======== Records for the task ========

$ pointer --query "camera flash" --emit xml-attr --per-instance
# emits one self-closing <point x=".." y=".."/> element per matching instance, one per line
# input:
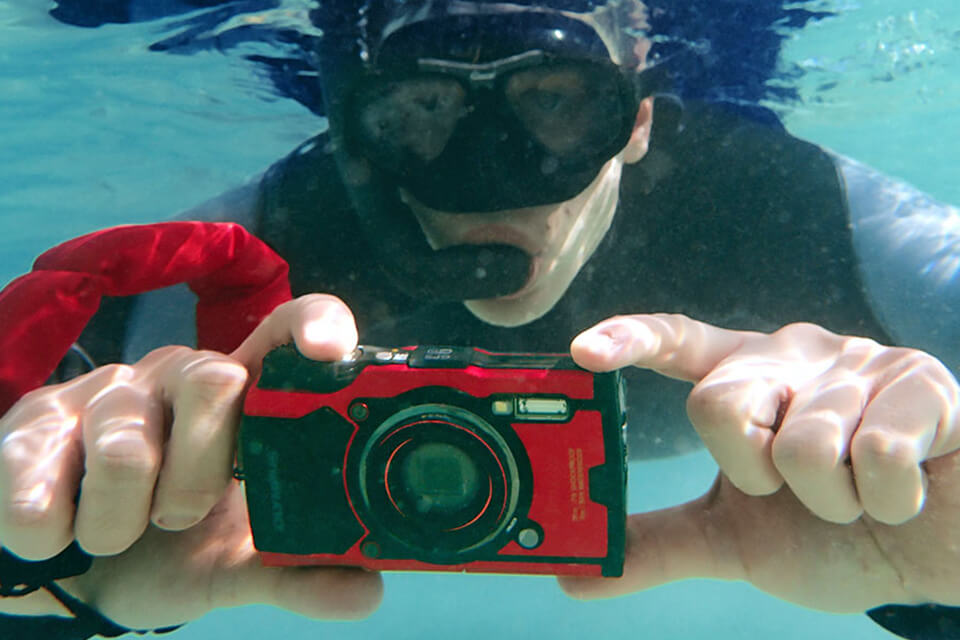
<point x="502" y="407"/>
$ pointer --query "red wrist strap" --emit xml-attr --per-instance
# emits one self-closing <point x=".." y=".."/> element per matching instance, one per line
<point x="237" y="278"/>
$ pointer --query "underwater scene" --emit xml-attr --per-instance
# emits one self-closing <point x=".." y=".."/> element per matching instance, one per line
<point x="500" y="176"/>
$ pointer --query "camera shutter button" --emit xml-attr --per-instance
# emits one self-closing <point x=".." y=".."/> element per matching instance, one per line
<point x="528" y="538"/>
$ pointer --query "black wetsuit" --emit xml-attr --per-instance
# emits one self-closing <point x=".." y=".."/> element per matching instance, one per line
<point x="727" y="219"/>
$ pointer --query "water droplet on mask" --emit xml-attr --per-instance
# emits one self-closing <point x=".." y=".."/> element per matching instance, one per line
<point x="549" y="165"/>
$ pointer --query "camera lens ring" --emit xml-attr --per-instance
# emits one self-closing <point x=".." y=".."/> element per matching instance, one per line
<point x="436" y="538"/>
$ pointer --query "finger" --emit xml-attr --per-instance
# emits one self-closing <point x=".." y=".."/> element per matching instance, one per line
<point x="665" y="546"/>
<point x="40" y="469"/>
<point x="812" y="447"/>
<point x="671" y="344"/>
<point x="318" y="592"/>
<point x="735" y="415"/>
<point x="205" y="390"/>
<point x="123" y="431"/>
<point x="895" y="436"/>
<point x="321" y="325"/>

========

• _Task goal_
Repeat the listing in full and exactly. Do not include any images.

• _Exercise response_
$ pointer --query "camera flash" --emit xml-attr --per-instance
# emits one self-closing <point x=".." y=".."/> element per matching instance, one per line
# input:
<point x="502" y="407"/>
$ pointer --query "red wrist strap" --emit xml-attr --per-instance
# emits one self-closing <point x=".." y=".."/> element per matching instance, one per line
<point x="237" y="278"/>
$ pointer --query "underwater scene" --emit xml-attr --per-instance
# emits one self-closing <point x=".." y=".."/> element per matching instance, one per line
<point x="500" y="176"/>
$ pointer --query "camera shutter button" --emit xml-attr --per-instance
# emits one self-closing <point x=".." y=".."/> element per matching instance, one per line
<point x="528" y="538"/>
$ pointer --query "black wetsuit" --emit xml-attr --per-instance
# emits one self-closing <point x=".." y=".."/> element per matching instance, one per line
<point x="727" y="219"/>
$ pointer --query "water droplet on mask" --emit xml-attr --per-instance
# emits one self-closing <point x=".." y=".."/> element per matching instance, one per line
<point x="549" y="165"/>
$ pointer --query "camera lens ring" --emit xml-attr --per-instance
# emits one self-closing <point x=".." y=".."/> element per matching instance, one per line
<point x="436" y="538"/>
$ pointer --query "finger" --emit xml-attr --per-instance
# emits one self-closing <point x=".." y=".."/> element per matching instance, one per line
<point x="665" y="546"/>
<point x="40" y="469"/>
<point x="812" y="447"/>
<point x="671" y="344"/>
<point x="318" y="592"/>
<point x="735" y="415"/>
<point x="205" y="390"/>
<point x="123" y="431"/>
<point x="895" y="436"/>
<point x="321" y="325"/>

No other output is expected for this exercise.